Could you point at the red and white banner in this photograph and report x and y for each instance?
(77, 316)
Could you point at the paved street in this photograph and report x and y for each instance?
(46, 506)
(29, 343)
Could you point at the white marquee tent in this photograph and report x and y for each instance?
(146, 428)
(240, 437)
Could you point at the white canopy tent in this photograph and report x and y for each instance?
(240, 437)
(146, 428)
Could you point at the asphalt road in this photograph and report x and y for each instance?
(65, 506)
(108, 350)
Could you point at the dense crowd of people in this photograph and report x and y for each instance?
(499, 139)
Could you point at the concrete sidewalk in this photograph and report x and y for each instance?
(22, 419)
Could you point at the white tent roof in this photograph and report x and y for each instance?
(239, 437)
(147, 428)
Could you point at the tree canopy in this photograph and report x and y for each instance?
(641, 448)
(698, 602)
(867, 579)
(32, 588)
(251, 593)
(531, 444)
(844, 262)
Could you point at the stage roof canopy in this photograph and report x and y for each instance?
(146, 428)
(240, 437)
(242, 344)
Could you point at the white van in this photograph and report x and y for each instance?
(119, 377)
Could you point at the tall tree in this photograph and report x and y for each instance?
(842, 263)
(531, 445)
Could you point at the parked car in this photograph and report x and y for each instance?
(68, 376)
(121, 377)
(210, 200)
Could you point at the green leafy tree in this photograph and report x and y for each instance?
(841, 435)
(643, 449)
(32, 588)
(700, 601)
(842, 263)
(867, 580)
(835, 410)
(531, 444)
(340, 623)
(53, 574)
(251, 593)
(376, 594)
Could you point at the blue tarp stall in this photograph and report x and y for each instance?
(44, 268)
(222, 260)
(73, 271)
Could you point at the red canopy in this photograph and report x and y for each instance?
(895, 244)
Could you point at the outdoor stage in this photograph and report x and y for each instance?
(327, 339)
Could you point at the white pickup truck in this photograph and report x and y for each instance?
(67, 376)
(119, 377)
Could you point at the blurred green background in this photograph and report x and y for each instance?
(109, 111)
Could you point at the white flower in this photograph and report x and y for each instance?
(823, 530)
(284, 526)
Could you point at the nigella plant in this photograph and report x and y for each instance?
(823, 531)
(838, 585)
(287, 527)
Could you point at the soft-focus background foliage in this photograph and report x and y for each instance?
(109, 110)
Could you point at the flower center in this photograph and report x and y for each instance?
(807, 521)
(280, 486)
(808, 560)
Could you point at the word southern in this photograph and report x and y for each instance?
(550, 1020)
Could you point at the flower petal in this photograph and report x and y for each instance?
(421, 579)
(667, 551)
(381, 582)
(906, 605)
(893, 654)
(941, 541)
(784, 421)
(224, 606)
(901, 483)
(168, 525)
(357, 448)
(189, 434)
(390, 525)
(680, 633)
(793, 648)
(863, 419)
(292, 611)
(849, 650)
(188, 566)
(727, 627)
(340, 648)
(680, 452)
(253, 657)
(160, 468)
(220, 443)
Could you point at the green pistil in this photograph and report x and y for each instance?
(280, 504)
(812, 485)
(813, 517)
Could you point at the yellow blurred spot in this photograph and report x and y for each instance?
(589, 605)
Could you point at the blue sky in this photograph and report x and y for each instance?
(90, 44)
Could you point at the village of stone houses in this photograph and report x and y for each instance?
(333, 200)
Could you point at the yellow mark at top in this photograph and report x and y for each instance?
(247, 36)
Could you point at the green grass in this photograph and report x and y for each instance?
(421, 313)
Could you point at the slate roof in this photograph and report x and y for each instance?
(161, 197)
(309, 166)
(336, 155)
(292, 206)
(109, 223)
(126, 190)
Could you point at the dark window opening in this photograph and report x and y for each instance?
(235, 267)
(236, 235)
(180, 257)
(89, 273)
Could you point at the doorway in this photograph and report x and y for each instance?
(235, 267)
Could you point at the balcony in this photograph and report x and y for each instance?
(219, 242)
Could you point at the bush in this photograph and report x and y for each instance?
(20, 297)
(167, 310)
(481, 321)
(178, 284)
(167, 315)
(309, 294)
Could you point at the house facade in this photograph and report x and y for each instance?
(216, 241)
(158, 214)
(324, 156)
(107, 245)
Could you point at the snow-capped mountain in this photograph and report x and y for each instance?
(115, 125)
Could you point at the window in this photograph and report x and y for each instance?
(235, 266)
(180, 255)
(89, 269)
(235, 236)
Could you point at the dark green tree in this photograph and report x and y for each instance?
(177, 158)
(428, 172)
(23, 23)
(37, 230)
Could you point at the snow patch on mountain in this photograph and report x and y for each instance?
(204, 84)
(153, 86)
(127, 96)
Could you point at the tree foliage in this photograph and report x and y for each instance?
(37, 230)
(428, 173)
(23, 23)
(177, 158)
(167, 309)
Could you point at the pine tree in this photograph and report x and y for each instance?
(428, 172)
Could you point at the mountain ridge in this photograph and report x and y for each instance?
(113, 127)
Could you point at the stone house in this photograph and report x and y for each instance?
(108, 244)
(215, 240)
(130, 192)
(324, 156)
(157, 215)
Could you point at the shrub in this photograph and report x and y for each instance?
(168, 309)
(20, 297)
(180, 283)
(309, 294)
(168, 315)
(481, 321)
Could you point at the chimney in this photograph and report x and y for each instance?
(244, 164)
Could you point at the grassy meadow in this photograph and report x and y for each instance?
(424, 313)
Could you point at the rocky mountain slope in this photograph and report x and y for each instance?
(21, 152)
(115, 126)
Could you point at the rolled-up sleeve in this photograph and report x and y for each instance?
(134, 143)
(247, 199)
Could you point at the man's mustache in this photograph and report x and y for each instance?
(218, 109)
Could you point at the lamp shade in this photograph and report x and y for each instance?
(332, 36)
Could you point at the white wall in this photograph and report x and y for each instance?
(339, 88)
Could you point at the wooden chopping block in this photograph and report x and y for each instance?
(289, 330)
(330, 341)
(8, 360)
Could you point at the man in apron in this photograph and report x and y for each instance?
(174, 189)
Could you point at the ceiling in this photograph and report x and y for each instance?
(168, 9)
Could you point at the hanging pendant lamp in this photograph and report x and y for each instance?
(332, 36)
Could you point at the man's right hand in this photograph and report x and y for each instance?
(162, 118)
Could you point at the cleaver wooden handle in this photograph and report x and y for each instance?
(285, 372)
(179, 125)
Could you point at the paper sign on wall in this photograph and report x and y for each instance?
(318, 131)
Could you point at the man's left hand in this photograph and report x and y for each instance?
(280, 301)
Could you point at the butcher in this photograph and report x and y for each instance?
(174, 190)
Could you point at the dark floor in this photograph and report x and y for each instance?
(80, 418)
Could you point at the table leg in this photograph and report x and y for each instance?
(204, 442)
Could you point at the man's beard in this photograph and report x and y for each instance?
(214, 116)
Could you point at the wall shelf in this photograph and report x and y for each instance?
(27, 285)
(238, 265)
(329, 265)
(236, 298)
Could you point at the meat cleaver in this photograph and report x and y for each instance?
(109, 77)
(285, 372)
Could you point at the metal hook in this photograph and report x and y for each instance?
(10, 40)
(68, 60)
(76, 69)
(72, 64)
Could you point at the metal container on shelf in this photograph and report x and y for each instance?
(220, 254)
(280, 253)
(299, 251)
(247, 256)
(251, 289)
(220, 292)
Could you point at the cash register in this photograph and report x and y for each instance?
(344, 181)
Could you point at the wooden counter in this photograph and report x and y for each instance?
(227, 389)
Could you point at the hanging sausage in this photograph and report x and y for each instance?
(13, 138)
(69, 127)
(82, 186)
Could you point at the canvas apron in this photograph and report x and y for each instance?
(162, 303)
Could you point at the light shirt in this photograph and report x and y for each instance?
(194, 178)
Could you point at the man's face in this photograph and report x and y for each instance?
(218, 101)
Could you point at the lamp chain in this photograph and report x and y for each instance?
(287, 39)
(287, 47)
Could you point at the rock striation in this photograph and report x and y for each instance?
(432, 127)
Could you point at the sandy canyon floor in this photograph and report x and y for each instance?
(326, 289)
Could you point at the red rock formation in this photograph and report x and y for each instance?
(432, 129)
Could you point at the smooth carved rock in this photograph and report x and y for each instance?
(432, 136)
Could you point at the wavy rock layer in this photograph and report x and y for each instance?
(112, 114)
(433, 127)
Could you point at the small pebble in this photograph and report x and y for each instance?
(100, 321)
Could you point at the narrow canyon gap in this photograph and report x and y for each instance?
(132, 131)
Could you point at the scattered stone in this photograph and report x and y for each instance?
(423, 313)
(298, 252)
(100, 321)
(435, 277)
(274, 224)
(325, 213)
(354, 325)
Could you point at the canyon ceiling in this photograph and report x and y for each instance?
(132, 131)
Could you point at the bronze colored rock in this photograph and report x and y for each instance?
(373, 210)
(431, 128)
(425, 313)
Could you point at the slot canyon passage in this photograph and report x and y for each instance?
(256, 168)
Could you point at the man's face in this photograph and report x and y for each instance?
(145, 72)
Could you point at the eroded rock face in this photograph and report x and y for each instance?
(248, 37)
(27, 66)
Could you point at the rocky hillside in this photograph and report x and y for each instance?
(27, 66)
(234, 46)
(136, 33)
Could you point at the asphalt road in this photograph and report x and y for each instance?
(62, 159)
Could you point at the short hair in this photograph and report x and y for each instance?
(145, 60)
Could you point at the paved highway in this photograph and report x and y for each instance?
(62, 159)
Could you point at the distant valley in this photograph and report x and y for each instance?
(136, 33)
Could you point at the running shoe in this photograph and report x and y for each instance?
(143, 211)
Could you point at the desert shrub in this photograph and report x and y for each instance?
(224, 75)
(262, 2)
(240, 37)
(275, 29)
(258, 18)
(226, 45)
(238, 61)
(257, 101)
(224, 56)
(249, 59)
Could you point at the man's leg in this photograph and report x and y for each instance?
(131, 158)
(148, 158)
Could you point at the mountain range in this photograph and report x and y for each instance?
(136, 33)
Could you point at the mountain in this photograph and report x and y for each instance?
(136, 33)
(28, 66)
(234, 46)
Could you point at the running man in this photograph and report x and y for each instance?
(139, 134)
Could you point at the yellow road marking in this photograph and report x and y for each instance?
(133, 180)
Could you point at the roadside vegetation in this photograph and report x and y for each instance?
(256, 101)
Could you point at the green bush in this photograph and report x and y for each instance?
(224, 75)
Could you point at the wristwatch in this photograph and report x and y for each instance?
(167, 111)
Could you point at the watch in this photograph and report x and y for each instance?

━━━━

Take the line with "Could you point at the running man" and all lines after it to the last line, and reproduce them exactly.

◆ FULL RESPONSE ◆
Could you point at the running man in this photograph and report x and y for each instance?
(139, 134)
Could you point at the yellow road marking in this photograph and report x and y for each instance?
(133, 180)
Could you point at the roadside vegetation in this photograph and report x and y for each instance?
(256, 101)
Could you point at the green bush in this photograph and report x and y for each instance?
(224, 75)
Could you point at the wristwatch in this photograph and report x and y for each instance?
(167, 111)
Could you point at the watch in this photograph and report x and y for each instance?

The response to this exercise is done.